- _Instructions for the task_: Copy each line exactly.

* START Dataset entries *

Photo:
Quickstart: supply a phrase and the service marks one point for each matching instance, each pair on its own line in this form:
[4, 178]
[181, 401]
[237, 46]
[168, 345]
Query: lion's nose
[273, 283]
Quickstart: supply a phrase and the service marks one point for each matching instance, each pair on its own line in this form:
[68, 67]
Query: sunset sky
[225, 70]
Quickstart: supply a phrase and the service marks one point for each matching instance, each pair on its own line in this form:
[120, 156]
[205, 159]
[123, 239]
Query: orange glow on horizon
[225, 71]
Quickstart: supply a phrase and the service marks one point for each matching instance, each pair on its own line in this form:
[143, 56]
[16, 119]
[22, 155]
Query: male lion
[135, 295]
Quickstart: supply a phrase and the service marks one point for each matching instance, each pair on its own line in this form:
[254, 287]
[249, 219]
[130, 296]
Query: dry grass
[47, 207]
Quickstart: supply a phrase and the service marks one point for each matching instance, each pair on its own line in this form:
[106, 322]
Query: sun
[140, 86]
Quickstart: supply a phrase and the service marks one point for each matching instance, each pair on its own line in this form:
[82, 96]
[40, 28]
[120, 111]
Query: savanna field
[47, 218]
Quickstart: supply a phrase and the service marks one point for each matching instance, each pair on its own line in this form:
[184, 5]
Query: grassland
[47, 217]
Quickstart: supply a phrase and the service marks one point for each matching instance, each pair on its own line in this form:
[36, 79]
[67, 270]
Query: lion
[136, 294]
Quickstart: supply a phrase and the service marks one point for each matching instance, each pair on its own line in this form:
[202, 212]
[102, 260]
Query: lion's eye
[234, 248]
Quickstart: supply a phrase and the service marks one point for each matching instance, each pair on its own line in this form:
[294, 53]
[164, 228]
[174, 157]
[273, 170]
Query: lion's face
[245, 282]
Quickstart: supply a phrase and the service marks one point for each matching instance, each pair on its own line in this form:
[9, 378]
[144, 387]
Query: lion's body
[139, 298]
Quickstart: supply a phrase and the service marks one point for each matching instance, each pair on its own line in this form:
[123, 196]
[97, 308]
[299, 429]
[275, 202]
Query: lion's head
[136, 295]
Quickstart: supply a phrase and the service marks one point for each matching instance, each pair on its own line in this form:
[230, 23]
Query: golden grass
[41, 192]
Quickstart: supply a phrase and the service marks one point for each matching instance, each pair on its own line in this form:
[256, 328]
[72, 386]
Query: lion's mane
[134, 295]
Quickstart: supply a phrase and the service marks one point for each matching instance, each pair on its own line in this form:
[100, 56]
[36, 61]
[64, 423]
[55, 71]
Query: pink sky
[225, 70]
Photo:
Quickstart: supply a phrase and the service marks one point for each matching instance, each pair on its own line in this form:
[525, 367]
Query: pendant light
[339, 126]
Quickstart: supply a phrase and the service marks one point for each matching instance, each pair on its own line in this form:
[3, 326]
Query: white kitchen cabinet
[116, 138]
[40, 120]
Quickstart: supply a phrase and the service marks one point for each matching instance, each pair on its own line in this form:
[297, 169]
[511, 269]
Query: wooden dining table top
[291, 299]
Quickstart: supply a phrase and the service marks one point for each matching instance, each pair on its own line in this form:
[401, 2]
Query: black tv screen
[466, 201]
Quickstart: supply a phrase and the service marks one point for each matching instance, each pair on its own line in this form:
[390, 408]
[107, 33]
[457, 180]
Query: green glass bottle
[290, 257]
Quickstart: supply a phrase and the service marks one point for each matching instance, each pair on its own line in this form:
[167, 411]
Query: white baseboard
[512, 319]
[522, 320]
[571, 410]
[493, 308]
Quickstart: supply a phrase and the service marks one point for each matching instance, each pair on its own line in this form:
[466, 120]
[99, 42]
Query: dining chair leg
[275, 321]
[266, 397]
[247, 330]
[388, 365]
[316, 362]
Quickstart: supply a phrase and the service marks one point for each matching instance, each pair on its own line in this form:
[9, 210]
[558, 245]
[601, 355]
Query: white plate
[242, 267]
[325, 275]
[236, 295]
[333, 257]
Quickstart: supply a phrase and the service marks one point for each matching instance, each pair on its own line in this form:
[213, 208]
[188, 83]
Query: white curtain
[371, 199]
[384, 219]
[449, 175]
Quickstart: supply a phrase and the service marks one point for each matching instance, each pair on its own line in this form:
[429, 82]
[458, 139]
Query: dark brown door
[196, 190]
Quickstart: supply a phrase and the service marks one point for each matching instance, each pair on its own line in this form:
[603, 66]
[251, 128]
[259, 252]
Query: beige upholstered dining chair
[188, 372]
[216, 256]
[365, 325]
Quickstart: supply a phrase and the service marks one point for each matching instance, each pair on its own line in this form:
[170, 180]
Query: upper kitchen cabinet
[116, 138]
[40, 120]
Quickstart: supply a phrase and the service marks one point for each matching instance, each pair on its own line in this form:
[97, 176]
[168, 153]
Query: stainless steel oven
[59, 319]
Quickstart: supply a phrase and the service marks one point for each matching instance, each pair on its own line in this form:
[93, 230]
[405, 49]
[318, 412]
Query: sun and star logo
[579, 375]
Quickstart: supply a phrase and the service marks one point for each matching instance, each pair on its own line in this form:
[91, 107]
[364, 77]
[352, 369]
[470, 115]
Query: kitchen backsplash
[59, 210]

* END Dataset entries *

- _Response for this exercise_:
Photo:
Quickstart: supply a phrase and the service marks one point for each matching instance, each pair on its own line in this form:
[4, 178]
[181, 401]
[237, 46]
[168, 345]
Query: lion's nose
[273, 283]
Quickstart: supply a phrase and the service marks one point for each matching instance, each pair on its own line in this form:
[68, 67]
Query: sunset sky
[225, 70]
Quickstart: supply a phrase and the service marks one point for each matching instance, each pair on its own line in this form:
[120, 156]
[205, 159]
[123, 239]
Query: orange glow on horizon
[225, 71]
Quickstart: supply a phrase and the service marks one point for each matching instance, each pair on its own line in this form:
[143, 56]
[16, 119]
[22, 155]
Query: male lion
[135, 295]
Quickstart: supply a phrase and the service marks one point for each matching instance, each pair on its own line in this form:
[254, 287]
[249, 219]
[130, 296]
Query: dry grass
[47, 207]
Quickstart: supply a phrase and the service marks one point for each matching instance, each pair on its own line in this form:
[106, 322]
Query: sun
[140, 86]
Quickstart: supply a phrase and the service marks one point for each matching instance, each pair on its own line in this form:
[82, 96]
[40, 28]
[120, 111]
Query: savanna field
[47, 218]
Quickstart: supply a phrase and the service marks one point for each matching instance, each pair on its own line in this form:
[184, 5]
Query: grassland
[47, 217]
Quickstart: supply a phrase and the service marks one point for each matching instance, each pair on its own line in this form:
[36, 79]
[67, 270]
Query: lion
[136, 294]
Quickstart: supply a phrase and the service marks one point for each matching instance, each pair on its own line in this form:
[202, 212]
[102, 260]
Query: lion's eye
[234, 248]
Quickstart: supply a phrase and the service marks one point for each matching instance, each pair on its own line in this form:
[294, 53]
[164, 228]
[174, 157]
[273, 170]
Query: lion's face
[245, 282]
Quickstart: supply a phrase and the service marks one point for each matching instance, each pair on its own line in this form:
[9, 378]
[144, 387]
Query: lion's body
[139, 298]
Quickstart: supply a phrase and the service marks one point for each matching instance, each pair on its own line in this form:
[123, 196]
[97, 308]
[299, 429]
[275, 202]
Query: lion's head
[136, 295]
Quickstart: supply a phrase and the service marks one point for each matching instance, each pair on its own line in this form:
[230, 23]
Query: golden grass
[41, 192]
Quickstart: supply a phrase and the service marks one point for each matching instance, each pair on its own line in this form:
[256, 328]
[72, 386]
Query: lion's mane
[134, 295]
Quickstart: supply a phrase and the service marks one point for each matching instance, each pair on its own line in this form:
[100, 56]
[36, 61]
[64, 423]
[55, 71]
Query: pink sky
[225, 70]
Photo:
Quickstart: supply a phrase and the service marks one point for each matching instance, each pair on its own line in this form:
[525, 367]
Query: pendant light
[339, 126]
Quickstart: supply a phrase and the service marks one point for each matching instance, each pair on its own line in this form:
[3, 326]
Query: white kitchen cabinet
[116, 138]
[40, 120]
Quickstart: supply a phrase and the service marks one point for each matching instance, each pair on its own line in this form:
[297, 169]
[511, 269]
Query: wooden dining table top
[291, 299]
Quickstart: supply a phrase and the service marks one point for each matching instance, each pair on its own line in this form:
[401, 2]
Query: black tv screen
[466, 201]
Quickstart: supply a phrase and the service marks one point for each matching instance, each pair on its own line in this form:
[390, 408]
[107, 33]
[457, 180]
Query: green glass bottle
[290, 257]
Quickstart: supply a phrase and the service marks one point for each matching instance, each pair on its own line in this form:
[167, 411]
Query: white baseboard
[512, 319]
[522, 320]
[571, 410]
[493, 308]
Quickstart: supply a phrase and the service marks one point for each matching instance, each pair on its own line in this form:
[466, 120]
[99, 42]
Query: dining chair leg
[275, 321]
[266, 397]
[247, 330]
[388, 365]
[316, 362]
Quickstart: supply a phrase and the service marks one point for each matching instance, each pair on its own line in this form:
[9, 210]
[558, 245]
[601, 355]
Query: white plate
[242, 267]
[325, 275]
[236, 295]
[333, 257]
Quickstart: supply a phrase and the service marks one point for each matching instance, each pair on its own line in this form:
[213, 208]
[188, 83]
Query: white curtain
[371, 199]
[384, 219]
[449, 175]
Quickstart: supply a phrase and the service marks one point for each matching instance, each pair on its own line in this form:
[429, 82]
[458, 139]
Query: dark brown door
[196, 190]
Quickstart: supply a phrase and the service marks one point for each matching instance, each pair on its own line in this form:
[603, 66]
[251, 128]
[259, 252]
Query: beige upholstered dining chair
[188, 372]
[216, 256]
[365, 325]
Quickstart: supply a phrase and the service marks one point for each matching instance, each pair on its own line in this form:
[170, 180]
Query: upper kitchen cabinet
[116, 138]
[40, 120]
Quickstart: supply a phrase and the service marks one point for each matching instance, each pair on its own line in this form:
[97, 176]
[168, 153]
Query: stainless steel oven
[59, 319]
Quickstart: supply a phrase and the service marks one point for each matching instance, each pair on its own line in this form:
[93, 230]
[405, 49]
[318, 412]
Query: sun and star logo
[579, 375]
Quickstart: supply a phrase and the service marks one point for each matching instance, each pair on its own line in this form:
[91, 107]
[364, 77]
[352, 369]
[470, 115]
Query: kitchen backsplash
[59, 210]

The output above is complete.